### Work order 1
Reproduce the part of the passage on colds and air travel from "Frequent flyers often" up to and including "in close quarters.".
### Work order 2
According to the passage on colds and air travel, what percentage of the airline passengers in the study reported catching a cold within seven days of their flight?

### Text passage
··········
Several times each year, Christine travels cross country by air to make presentations to her sales staff. Far too many times, she has noticed, she is miserable with a head cold while making her Powerpoint presentation.
Frequent flyers often note the connection between colds and air travel. One study published in the Journal of the American Medical Association [August 2002] seemed to confirm it. Of 1,100 airline passengers traveling from San Francisco to Denver on a two-hour flight, 21 percent reported getting a cold within seven days of their flight. That compares to only 3 percent in the regular population who would expect to catch a cold over the same period.
Rather than establishing proof, the study “suggests the need for further research on this topic,” the authors wrote. The question is why, and it may have less to do with the nature of air travel than the fact that several hundred people are sitting in close quarters.
··········
### Supplied information
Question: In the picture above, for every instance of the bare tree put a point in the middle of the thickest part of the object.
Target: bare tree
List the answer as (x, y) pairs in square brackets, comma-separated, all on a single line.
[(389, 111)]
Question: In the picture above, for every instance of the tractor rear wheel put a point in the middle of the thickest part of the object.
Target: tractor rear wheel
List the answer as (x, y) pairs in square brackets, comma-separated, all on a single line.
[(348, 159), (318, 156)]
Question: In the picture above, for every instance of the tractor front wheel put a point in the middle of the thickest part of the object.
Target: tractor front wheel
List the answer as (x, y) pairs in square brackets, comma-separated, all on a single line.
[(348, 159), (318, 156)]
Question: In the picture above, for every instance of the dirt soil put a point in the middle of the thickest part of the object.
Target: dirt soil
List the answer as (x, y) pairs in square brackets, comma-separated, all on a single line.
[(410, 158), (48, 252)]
··········
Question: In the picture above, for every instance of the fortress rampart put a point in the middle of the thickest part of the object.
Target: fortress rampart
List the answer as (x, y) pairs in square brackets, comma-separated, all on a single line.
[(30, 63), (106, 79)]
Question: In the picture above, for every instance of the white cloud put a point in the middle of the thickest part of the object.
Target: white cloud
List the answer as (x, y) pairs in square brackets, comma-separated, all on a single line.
··········
### Your response 1
Frequent flyers often note the connection between colds and air travel. One study published in the Journal of the American Medical Association [August 2002] seemed to confirm it. Of 1,100 airline passengers traveling from San Francisco to Denver on a two-hour flight, 21 percent reported getting a cold within seven days of their flight. That compares to only 3 percent in the regular population who would expect to catch a cold over the same period.
Rather than establishing proof, the study “suggests the need for further research on this topic,” the authors wrote. The question is why, and it may have less to do with the nature of air travel than the fact that several hundred people are sitting in close quarters.

### Your response 2
21 percent